■ EXERCISE OBJECTIVE
Report every line in the items below that contains the word "garden", copying each such line in full. Only matches with the same case count.
- - - - -
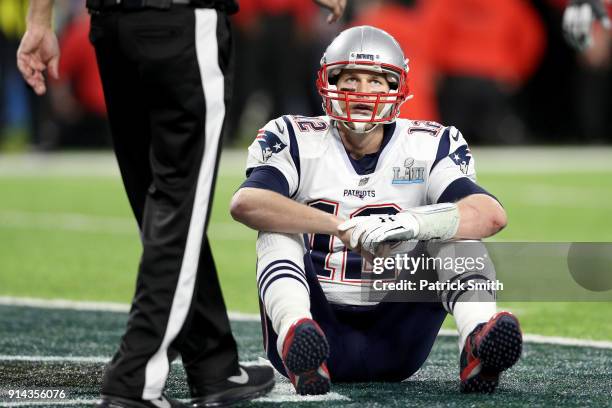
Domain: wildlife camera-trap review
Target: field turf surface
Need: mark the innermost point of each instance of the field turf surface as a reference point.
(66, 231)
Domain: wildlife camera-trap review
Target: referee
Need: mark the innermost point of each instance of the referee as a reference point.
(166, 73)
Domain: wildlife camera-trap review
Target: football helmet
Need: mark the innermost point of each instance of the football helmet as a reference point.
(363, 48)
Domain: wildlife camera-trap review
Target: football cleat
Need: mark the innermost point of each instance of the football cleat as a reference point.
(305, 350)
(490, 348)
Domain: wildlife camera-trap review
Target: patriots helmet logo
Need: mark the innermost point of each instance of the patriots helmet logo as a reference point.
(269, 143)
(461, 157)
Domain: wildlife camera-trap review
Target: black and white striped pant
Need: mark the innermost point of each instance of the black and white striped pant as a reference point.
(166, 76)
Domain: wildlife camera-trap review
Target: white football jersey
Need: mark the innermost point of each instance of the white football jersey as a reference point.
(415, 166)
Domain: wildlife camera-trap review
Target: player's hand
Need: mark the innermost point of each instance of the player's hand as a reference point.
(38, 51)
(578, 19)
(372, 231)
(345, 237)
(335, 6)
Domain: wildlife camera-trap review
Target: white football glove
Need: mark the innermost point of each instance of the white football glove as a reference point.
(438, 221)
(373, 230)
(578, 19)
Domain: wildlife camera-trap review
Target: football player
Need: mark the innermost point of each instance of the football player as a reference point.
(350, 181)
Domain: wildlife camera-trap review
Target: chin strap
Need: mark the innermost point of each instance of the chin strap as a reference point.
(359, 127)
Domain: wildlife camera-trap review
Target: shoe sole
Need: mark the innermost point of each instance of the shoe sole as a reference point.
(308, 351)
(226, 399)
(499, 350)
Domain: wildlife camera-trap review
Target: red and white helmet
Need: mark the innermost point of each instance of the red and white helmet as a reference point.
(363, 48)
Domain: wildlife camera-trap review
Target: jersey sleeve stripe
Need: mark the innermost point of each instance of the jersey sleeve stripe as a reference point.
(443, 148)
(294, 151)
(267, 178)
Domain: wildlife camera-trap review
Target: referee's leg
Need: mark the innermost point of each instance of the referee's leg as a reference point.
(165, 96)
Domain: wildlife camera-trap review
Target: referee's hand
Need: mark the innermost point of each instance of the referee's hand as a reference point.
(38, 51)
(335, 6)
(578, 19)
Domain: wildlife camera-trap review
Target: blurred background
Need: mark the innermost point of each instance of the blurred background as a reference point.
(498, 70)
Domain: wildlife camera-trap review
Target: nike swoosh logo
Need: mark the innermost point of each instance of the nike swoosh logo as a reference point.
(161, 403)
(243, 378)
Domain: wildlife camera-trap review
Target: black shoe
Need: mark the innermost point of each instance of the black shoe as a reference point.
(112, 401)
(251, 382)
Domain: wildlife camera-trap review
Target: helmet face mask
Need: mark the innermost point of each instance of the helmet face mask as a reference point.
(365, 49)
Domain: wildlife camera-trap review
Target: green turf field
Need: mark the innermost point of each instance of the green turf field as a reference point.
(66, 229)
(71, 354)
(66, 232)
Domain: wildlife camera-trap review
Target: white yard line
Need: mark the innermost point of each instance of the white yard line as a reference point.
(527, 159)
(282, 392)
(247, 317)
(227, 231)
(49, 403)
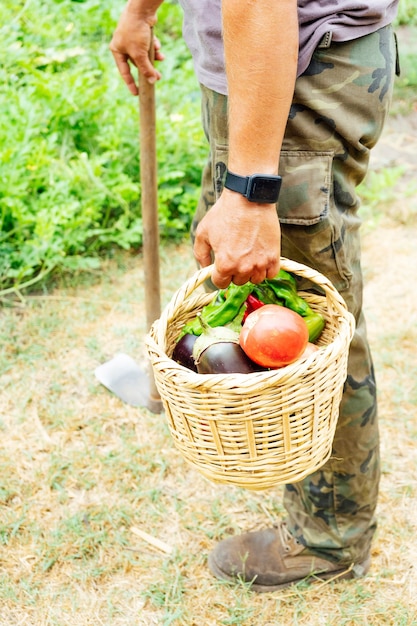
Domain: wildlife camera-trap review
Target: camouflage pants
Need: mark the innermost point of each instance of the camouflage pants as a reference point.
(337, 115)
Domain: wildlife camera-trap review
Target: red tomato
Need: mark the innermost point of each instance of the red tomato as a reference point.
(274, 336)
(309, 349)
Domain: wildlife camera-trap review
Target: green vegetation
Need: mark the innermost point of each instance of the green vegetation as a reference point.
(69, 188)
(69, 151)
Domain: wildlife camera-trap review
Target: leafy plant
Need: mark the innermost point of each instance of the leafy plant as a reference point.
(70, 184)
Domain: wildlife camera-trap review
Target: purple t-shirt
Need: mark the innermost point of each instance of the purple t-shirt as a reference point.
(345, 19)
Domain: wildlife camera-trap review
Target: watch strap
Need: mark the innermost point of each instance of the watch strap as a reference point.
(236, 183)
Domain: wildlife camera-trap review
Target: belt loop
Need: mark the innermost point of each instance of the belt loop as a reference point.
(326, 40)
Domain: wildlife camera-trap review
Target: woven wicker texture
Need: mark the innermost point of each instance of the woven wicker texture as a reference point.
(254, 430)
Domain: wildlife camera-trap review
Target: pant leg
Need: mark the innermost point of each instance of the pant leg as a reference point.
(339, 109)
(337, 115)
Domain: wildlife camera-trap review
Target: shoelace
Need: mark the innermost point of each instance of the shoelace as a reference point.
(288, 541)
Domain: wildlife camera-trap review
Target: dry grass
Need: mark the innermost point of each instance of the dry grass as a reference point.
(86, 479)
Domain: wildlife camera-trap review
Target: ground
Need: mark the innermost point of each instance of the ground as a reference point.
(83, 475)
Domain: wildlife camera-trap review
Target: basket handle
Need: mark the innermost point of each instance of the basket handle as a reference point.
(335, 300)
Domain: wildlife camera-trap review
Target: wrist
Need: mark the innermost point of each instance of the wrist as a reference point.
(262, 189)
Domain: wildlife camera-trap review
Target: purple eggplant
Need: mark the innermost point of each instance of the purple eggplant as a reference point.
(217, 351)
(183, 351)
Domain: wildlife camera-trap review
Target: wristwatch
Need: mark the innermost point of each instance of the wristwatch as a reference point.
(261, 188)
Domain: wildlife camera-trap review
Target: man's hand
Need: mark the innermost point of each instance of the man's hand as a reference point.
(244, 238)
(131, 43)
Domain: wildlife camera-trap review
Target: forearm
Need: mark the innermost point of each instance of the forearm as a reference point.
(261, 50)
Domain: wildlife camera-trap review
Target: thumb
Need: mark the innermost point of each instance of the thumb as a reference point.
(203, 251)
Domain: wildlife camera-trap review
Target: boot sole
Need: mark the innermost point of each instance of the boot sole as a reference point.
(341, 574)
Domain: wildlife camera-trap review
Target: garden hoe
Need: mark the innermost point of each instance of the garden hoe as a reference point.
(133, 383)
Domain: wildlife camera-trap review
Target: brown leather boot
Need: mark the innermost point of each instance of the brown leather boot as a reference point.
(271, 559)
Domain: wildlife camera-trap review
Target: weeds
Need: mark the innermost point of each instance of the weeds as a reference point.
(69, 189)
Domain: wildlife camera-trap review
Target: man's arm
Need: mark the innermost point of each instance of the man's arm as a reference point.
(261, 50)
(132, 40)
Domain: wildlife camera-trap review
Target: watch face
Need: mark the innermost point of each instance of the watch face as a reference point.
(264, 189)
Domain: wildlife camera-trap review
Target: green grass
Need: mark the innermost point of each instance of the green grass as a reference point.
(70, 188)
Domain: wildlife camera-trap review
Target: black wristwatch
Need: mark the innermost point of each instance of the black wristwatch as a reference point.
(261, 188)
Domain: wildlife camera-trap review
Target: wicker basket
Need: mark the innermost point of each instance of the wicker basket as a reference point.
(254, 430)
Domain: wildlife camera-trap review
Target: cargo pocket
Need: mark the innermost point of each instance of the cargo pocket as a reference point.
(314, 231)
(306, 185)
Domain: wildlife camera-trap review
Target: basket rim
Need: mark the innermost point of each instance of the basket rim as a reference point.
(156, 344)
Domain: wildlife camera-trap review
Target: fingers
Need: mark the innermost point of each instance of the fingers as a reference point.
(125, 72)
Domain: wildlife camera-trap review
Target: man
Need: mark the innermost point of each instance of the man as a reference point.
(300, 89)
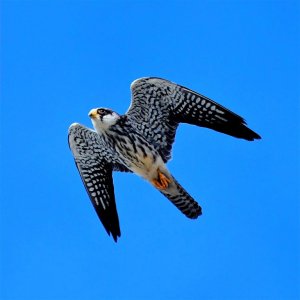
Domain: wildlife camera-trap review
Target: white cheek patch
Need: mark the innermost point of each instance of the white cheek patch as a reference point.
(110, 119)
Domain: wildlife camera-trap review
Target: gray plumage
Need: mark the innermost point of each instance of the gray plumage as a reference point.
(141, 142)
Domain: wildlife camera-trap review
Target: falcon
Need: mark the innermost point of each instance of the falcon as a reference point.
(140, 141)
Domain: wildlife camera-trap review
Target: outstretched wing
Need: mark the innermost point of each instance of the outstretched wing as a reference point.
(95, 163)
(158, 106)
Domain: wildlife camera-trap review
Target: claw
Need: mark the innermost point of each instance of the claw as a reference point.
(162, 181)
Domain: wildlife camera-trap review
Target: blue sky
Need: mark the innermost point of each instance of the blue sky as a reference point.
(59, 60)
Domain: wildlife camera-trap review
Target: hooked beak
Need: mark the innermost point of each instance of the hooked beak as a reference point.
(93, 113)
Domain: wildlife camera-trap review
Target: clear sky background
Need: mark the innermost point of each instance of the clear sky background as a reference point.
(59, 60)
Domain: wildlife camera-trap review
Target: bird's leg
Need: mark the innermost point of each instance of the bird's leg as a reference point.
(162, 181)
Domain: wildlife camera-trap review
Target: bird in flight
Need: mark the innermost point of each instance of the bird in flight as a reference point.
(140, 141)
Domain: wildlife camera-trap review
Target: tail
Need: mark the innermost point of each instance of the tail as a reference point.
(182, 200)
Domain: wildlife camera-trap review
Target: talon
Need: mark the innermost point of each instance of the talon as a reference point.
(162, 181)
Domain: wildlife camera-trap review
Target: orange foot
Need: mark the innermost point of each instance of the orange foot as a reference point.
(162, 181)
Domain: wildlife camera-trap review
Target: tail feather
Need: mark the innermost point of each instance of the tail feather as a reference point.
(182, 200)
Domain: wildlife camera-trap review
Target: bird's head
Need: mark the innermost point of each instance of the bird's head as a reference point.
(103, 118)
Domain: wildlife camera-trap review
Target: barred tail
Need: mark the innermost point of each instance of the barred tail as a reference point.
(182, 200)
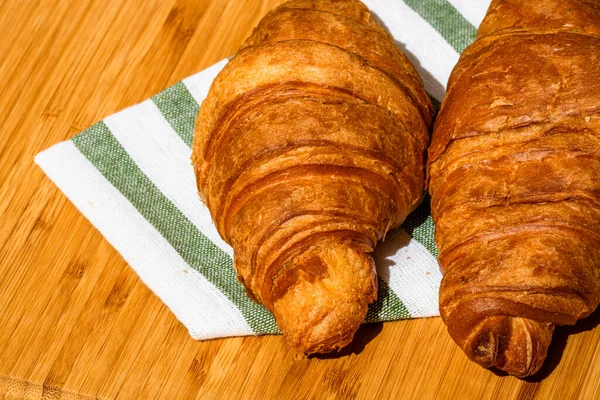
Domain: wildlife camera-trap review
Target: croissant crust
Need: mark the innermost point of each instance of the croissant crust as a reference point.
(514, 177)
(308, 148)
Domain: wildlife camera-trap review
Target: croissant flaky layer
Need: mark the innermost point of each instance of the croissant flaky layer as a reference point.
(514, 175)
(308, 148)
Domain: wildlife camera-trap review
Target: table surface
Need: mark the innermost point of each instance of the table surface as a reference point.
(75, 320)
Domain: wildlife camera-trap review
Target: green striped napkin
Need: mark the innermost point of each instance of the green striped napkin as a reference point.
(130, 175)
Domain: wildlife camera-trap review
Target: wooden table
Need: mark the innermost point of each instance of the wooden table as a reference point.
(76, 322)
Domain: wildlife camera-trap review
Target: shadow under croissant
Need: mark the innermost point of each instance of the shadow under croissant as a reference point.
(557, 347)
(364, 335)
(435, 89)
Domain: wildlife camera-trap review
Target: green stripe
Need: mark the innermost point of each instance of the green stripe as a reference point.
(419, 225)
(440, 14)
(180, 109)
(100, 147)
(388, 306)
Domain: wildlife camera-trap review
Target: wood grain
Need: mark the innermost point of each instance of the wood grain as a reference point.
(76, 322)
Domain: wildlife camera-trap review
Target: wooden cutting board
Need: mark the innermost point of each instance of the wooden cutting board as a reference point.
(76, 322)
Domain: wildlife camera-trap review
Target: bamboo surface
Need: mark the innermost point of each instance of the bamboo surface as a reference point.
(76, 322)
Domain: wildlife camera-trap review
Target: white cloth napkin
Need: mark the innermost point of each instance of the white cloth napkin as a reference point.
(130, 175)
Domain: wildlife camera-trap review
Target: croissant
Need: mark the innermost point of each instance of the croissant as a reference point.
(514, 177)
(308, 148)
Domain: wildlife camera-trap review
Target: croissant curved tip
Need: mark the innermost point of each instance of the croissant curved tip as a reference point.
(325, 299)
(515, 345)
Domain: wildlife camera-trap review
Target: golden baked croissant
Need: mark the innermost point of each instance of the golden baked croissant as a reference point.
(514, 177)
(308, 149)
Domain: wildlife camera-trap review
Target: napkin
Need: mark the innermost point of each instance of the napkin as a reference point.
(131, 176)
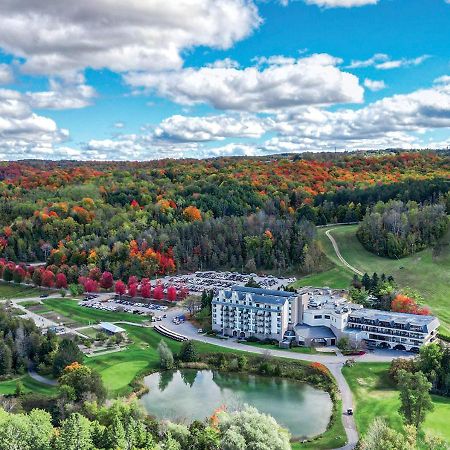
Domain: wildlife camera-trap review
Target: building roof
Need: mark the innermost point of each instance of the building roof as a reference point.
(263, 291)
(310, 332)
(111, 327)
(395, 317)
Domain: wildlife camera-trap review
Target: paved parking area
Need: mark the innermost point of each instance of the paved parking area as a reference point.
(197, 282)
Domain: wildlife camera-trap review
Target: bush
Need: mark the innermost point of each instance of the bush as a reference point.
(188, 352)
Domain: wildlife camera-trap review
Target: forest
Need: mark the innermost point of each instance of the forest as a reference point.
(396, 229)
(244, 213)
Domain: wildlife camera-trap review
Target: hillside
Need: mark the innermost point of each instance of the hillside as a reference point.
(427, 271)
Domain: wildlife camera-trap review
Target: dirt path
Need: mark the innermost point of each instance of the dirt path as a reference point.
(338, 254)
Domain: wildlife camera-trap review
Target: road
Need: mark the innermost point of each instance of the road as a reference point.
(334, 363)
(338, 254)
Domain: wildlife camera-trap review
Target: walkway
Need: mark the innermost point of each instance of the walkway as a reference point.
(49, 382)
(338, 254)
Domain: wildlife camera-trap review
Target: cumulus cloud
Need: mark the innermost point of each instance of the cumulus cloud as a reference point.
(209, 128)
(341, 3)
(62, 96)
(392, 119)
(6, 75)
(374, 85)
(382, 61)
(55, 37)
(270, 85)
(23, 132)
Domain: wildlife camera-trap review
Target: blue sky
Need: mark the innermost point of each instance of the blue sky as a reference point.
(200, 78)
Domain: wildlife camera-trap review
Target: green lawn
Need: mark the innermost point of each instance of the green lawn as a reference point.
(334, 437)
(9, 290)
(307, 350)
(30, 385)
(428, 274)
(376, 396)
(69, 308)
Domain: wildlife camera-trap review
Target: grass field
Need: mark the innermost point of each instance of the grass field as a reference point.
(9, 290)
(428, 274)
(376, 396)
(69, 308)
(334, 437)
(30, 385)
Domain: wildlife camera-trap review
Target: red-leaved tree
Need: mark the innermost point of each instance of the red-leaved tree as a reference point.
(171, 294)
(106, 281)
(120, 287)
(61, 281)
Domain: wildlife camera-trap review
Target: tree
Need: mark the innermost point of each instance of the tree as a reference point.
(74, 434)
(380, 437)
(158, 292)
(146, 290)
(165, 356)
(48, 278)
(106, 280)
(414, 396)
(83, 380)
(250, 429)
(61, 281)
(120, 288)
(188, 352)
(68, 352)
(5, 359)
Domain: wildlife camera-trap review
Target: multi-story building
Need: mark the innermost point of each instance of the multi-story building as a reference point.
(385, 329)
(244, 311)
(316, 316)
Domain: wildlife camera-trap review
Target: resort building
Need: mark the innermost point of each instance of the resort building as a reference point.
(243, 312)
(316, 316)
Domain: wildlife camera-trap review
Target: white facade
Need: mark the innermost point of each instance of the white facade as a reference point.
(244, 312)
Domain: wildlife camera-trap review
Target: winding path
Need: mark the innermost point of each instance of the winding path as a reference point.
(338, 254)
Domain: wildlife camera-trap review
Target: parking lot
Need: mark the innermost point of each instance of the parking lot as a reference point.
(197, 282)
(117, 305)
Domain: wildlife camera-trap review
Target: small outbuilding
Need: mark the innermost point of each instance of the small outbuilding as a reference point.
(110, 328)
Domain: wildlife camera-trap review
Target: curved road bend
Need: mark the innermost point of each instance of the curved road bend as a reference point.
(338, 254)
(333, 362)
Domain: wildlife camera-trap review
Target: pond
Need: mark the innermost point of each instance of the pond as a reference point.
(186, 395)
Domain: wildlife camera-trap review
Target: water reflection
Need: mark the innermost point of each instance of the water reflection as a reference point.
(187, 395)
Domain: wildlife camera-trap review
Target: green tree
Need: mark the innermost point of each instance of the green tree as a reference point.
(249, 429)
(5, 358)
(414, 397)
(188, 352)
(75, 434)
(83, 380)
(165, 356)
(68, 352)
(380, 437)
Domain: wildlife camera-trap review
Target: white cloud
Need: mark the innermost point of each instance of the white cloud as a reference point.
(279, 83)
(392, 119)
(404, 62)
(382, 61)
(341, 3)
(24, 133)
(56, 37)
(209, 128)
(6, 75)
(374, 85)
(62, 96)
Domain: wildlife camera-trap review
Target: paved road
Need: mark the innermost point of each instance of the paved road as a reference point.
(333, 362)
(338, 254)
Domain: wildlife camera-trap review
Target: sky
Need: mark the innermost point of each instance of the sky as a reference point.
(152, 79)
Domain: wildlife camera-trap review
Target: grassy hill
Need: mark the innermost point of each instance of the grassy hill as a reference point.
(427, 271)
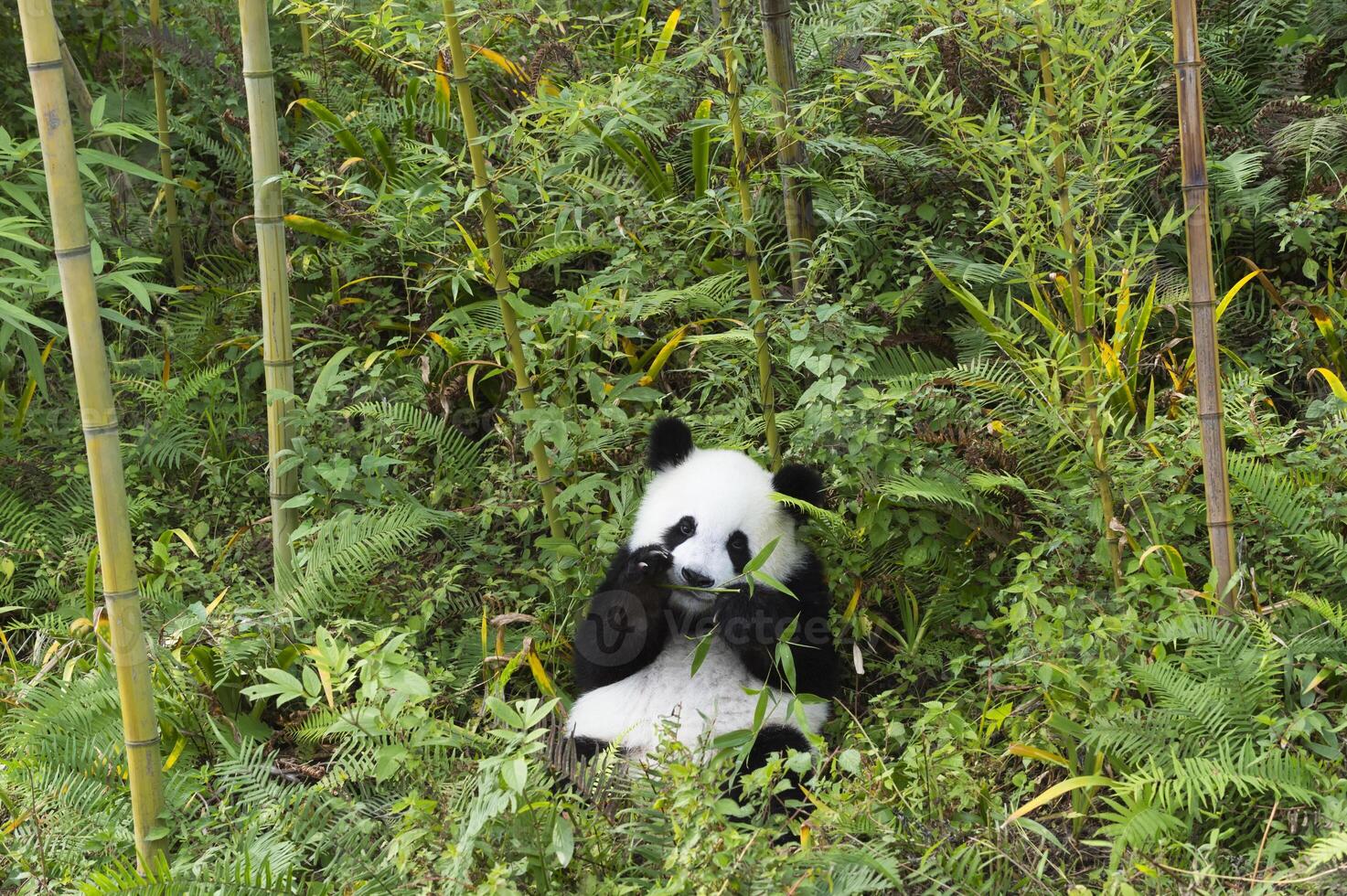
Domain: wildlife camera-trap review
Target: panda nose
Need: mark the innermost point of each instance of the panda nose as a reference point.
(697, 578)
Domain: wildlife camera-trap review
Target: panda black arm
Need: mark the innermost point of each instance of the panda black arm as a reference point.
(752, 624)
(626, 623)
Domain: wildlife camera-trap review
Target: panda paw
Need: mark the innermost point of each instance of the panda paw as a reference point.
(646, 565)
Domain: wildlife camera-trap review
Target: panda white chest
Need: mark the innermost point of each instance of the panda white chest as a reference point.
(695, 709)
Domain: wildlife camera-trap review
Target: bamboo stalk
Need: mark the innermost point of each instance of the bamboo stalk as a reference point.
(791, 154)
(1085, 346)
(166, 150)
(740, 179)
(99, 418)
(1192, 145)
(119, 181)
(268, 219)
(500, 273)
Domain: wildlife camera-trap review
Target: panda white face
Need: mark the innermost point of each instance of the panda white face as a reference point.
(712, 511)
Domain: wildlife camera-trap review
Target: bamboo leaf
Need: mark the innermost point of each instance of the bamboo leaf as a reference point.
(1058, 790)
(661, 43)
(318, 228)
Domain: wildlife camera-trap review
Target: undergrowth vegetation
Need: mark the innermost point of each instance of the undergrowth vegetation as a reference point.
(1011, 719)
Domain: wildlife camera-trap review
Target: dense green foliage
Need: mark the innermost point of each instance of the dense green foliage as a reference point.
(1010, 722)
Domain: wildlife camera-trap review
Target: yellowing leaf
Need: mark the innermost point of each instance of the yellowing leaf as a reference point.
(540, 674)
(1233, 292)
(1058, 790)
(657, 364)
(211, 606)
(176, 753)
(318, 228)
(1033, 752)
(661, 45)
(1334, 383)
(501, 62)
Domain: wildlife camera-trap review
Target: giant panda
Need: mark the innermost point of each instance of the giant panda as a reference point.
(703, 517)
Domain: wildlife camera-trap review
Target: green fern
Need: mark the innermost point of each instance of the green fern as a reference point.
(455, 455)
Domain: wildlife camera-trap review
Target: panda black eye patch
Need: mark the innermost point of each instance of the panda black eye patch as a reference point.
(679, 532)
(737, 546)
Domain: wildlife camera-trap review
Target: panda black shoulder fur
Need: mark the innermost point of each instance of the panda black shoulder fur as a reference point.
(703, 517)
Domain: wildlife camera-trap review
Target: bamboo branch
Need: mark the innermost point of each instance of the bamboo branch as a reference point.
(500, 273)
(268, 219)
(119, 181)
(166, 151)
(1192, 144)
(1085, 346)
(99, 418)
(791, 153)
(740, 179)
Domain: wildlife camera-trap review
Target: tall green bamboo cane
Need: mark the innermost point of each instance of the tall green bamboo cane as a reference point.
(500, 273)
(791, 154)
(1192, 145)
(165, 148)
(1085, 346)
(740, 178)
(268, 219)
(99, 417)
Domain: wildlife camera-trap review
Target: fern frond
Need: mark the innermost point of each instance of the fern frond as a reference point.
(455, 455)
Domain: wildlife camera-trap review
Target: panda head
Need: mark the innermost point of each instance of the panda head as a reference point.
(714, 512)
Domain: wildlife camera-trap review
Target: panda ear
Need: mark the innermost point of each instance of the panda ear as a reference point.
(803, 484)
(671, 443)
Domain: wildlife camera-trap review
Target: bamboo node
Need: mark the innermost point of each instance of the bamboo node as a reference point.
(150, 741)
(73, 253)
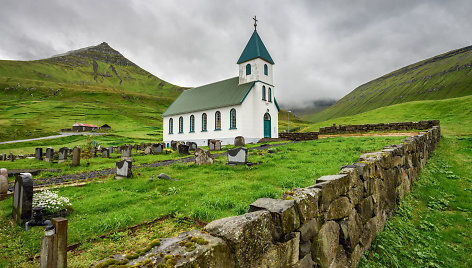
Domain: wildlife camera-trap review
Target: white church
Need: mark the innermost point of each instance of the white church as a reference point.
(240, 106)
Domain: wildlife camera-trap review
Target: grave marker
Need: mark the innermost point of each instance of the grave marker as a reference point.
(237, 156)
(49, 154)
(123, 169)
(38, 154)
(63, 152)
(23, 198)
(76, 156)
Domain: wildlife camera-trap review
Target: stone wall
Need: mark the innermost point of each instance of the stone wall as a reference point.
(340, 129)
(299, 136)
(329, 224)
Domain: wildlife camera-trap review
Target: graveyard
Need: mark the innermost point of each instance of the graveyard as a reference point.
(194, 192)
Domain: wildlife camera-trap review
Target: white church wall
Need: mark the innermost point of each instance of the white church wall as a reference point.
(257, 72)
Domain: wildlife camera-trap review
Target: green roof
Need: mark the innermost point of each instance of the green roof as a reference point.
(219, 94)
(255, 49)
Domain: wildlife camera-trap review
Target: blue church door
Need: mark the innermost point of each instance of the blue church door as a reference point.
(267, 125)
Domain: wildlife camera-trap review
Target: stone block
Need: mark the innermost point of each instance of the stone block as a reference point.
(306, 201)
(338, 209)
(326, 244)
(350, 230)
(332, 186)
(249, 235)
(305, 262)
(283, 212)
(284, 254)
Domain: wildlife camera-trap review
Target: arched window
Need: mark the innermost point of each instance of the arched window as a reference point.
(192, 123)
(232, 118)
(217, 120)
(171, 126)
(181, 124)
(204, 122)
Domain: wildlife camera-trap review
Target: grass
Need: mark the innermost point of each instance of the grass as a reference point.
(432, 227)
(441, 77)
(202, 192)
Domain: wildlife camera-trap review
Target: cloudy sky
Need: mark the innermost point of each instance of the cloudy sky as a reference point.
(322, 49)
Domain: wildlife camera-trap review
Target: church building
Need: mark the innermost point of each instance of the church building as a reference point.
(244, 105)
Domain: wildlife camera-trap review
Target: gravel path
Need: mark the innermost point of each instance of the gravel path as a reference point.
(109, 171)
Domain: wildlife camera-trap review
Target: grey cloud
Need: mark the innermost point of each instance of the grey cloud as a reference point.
- - - - -
■ SOLVED EXERCISE
Target: garden hoe
Need: mark the innermost point of each instance of the garden hoe as a reference point.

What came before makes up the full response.